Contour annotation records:
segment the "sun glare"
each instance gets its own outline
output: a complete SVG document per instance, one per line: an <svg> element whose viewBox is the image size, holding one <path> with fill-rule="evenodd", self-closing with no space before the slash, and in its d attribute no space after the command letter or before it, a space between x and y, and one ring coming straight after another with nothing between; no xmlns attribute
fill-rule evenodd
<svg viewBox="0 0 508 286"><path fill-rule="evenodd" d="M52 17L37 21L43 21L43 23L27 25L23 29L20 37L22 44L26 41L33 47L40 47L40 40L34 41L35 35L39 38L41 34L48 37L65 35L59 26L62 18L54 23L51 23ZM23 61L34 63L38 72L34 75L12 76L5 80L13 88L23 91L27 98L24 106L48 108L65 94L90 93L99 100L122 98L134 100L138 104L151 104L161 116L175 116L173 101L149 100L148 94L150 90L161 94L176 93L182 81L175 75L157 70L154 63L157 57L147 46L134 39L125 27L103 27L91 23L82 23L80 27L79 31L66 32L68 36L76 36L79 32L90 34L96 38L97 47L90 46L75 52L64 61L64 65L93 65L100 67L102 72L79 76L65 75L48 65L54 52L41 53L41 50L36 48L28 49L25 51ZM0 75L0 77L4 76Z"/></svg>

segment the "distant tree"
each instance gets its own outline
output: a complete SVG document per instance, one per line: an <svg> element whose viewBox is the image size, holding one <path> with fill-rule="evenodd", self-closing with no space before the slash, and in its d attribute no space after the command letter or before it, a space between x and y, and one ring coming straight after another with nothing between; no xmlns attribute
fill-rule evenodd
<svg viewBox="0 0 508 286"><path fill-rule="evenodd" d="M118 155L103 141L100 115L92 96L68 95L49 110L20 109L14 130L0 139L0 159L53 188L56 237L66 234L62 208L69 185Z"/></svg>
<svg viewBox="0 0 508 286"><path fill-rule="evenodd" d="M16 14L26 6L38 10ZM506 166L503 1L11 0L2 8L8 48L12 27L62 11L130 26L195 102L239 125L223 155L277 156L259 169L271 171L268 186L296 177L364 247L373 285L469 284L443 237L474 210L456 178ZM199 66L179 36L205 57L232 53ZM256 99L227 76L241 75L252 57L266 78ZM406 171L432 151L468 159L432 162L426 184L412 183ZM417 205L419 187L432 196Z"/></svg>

(REQUIREMENTS):
Each entry above is to be set down again in exactly the same words.

(ANSWER):
segment the "sun glare"
each instance gets its own outline
output: a complete SVG document per instance, one per line: an <svg> element whose viewBox is the image size, holding one <path> with fill-rule="evenodd", self-closing with no space before the slash, and in its d attribute no space after the command letter or before it, a space between x and y, and one ring coming straight after another with nothing between; no xmlns attribute
fill-rule evenodd
<svg viewBox="0 0 508 286"><path fill-rule="evenodd" d="M52 17L37 21L43 21L43 23L27 25L23 29L20 37L22 44L26 41L33 47L40 47L40 40L34 41L35 35L39 38L41 34L48 37L65 35L59 26L62 18L54 23L51 23ZM23 61L34 63L38 72L34 75L12 76L5 80L13 88L23 91L27 98L24 106L48 108L65 94L90 93L99 100L122 98L134 100L138 104L151 104L161 116L175 116L173 101L149 100L148 94L150 90L161 94L176 93L182 81L175 75L157 70L154 63L157 57L147 46L134 39L125 27L103 27L91 23L82 23L80 27L79 31L66 32L68 36L76 36L79 32L90 34L96 38L97 47L90 46L75 52L64 61L64 65L93 65L100 67L102 72L79 76L65 75L48 65L54 52L41 53L41 50L36 48L28 49L25 51ZM0 75L0 77L4 76Z"/></svg>

segment the "distant tree"
each instance gets its own outline
output: a complete SVG document per instance, one per line: an <svg> element whose viewBox is the image size, holding one <path> with fill-rule="evenodd", self-closing with no space before the slash, and in its d attribute no space after the command letter or before it, a space between x and y, and one ring coming straight after another with nothing between; no xmlns attribute
fill-rule evenodd
<svg viewBox="0 0 508 286"><path fill-rule="evenodd" d="M118 155L103 141L100 115L92 96L68 95L49 110L20 109L14 130L0 139L0 159L53 188L56 237L66 234L62 208L69 185Z"/></svg>
<svg viewBox="0 0 508 286"><path fill-rule="evenodd" d="M16 14L26 6L38 10ZM506 166L503 1L11 0L2 8L8 48L12 27L62 11L130 26L195 102L239 125L223 155L277 156L259 169L271 171L268 186L296 177L364 247L373 285L469 284L443 237L474 210L456 178ZM199 66L179 36L205 57L232 53ZM256 99L227 76L241 75L252 57L266 78ZM406 171L432 151L468 159L432 162L426 184L412 183ZM417 205L419 187L432 196Z"/></svg>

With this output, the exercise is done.